#### PROBLEM STATEMENT:
Turn the lines of the listing that start with the line containing "If it's not too much trouble, please detect the thin" and go on through the line containing "10, 185, 440, 200", both included, into a numbered list. Leave out any blank lines and take in no other lines.

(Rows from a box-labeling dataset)
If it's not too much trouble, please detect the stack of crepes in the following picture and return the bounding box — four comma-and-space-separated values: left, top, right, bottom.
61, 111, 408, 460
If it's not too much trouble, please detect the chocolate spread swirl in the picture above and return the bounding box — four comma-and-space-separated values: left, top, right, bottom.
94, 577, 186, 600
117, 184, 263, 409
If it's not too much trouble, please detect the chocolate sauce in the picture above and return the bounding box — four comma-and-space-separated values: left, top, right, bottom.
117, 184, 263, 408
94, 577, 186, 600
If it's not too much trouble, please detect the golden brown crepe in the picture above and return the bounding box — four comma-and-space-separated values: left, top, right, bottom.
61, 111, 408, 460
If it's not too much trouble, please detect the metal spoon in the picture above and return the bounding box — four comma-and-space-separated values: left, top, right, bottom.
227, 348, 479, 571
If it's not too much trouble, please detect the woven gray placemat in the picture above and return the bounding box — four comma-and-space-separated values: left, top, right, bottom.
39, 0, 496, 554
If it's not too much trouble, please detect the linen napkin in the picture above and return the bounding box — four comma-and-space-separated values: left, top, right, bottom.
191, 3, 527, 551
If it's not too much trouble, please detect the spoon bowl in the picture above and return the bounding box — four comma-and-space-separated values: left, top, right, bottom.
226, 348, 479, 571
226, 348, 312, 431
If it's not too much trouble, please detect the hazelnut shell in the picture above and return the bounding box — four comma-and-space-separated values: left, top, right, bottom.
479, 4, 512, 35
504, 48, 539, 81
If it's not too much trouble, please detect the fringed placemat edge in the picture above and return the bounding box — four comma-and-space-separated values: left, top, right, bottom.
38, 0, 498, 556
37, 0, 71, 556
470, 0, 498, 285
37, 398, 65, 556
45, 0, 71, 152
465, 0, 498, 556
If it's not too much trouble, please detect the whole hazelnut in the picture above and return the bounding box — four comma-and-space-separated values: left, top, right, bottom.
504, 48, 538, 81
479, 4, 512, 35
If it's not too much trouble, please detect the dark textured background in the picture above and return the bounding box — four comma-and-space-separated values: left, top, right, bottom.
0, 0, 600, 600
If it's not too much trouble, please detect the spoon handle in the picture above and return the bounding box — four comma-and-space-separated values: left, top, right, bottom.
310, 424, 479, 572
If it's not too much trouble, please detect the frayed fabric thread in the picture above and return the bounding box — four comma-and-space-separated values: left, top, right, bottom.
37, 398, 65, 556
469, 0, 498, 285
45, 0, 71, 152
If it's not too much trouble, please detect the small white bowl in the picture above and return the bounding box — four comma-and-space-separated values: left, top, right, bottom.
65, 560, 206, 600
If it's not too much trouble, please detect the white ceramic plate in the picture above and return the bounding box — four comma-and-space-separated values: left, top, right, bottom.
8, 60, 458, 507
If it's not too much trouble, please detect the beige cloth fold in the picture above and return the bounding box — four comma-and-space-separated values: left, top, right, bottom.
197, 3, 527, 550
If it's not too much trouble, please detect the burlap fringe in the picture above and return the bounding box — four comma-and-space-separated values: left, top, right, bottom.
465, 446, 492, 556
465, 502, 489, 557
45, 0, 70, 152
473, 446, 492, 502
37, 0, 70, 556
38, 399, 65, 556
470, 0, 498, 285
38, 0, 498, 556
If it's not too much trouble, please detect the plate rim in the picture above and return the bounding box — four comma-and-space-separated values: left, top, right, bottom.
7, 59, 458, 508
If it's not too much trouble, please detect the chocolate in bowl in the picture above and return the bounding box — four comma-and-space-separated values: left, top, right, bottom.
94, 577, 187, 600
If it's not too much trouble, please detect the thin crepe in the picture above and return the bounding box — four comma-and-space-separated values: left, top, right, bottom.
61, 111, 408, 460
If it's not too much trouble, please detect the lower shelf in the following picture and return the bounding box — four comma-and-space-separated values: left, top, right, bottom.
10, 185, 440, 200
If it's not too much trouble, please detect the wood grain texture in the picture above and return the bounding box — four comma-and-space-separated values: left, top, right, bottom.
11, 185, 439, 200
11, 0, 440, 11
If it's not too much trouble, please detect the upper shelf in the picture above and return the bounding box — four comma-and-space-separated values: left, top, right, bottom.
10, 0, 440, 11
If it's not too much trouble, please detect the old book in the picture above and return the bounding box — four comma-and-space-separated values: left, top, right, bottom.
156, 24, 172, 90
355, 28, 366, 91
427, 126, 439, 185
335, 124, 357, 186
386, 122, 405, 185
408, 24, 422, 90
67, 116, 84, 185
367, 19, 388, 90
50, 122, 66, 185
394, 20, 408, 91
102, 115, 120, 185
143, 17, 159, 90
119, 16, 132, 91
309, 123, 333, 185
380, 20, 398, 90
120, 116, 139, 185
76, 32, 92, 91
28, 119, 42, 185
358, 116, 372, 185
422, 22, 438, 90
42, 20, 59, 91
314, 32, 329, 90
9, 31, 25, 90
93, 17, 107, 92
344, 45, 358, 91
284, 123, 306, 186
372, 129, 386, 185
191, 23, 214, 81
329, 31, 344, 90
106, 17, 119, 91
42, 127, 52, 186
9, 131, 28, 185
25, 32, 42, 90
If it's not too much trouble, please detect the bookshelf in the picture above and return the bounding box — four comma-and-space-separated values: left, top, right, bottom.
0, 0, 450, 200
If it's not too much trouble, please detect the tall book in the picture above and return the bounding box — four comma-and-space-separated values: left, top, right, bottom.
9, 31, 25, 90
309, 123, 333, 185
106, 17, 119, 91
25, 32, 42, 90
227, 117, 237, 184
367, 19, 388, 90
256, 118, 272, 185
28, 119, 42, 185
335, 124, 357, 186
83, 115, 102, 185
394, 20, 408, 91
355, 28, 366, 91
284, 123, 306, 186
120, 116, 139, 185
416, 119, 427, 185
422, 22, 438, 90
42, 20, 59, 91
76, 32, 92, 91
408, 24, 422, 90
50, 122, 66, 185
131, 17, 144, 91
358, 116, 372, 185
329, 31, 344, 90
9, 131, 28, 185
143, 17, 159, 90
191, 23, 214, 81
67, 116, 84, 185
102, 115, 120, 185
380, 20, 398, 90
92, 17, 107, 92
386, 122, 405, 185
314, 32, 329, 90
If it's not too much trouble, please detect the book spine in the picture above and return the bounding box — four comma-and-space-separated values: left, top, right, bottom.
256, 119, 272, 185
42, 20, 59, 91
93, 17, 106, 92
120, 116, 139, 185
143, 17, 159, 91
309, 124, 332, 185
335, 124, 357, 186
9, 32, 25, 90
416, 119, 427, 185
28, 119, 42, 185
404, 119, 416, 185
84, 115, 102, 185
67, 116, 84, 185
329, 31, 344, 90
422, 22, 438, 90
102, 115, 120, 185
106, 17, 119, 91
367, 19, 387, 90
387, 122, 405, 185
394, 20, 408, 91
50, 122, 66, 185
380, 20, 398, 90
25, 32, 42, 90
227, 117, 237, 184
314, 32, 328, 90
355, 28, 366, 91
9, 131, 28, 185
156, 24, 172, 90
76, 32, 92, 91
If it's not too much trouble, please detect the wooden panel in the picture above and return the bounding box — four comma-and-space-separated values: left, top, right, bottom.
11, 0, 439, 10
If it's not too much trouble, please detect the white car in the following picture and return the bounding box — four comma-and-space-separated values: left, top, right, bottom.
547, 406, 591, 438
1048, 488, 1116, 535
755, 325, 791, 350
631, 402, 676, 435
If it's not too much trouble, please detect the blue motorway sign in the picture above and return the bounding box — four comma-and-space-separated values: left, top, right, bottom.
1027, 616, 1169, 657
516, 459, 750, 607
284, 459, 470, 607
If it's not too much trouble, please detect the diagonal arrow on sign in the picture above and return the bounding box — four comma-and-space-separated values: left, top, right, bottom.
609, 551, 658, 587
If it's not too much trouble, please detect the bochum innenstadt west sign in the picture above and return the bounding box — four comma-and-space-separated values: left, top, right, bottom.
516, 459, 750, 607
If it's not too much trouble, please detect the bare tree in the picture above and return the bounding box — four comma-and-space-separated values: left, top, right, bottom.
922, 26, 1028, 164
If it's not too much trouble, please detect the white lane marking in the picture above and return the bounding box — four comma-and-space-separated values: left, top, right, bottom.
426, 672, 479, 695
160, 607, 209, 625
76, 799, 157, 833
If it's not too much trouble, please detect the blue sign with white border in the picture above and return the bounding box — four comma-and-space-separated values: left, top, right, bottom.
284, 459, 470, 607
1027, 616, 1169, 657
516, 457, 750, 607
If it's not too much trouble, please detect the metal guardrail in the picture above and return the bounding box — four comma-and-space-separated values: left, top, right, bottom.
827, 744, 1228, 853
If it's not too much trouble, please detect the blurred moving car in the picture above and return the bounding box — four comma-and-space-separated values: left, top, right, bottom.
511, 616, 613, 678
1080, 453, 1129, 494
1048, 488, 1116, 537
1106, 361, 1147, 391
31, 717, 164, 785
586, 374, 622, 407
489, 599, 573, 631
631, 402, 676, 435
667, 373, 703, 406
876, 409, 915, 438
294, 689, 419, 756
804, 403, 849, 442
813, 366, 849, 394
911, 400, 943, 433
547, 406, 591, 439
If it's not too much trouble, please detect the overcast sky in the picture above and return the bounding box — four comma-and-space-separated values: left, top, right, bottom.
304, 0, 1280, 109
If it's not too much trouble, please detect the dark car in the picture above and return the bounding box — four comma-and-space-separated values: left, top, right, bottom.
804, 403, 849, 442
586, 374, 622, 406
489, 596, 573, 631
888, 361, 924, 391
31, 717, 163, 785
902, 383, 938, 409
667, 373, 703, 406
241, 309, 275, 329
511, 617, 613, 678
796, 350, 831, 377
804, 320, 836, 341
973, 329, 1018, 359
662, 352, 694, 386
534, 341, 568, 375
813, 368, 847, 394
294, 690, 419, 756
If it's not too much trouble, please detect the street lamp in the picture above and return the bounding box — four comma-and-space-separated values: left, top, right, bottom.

#### FULL ANSWER:
1. If it's not too much trouble, please detect the thin crepe in the picture above and return the bounding box — four comma-and-space-separated values: left, top, right, bottom.
2. 61, 111, 408, 460
3. If it's not too much trouble, please detect the lower shelf in the following picture and return the bounding box — four comma-and-space-separated values: left, top, right, bottom.
4. 10, 185, 440, 200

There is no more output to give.